*** Data provided ***

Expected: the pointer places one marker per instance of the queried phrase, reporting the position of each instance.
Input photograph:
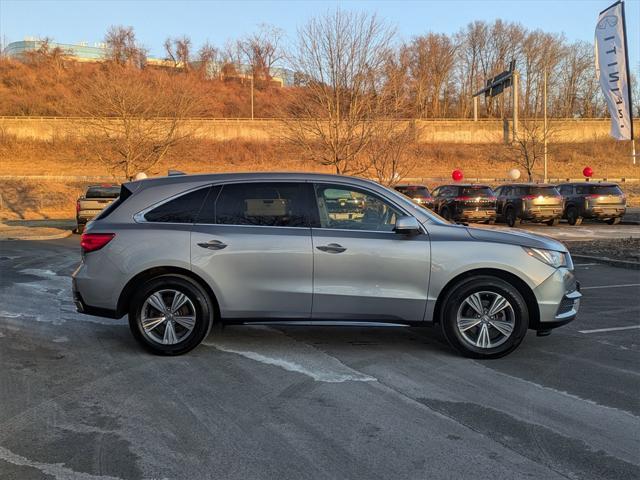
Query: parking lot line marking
(612, 286)
(612, 329)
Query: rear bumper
(82, 307)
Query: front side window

***

Problem:
The answer must repeat every line of the listing exactly and leave the pictures out.

Reply to the exercise:
Expected: the pointer places one marker per instance of the queried phrase, reporting the position of each instance.
Input photograph:
Query: parking lot line marking
(612, 286)
(612, 329)
Query: rear bumper
(82, 307)
Query: front side window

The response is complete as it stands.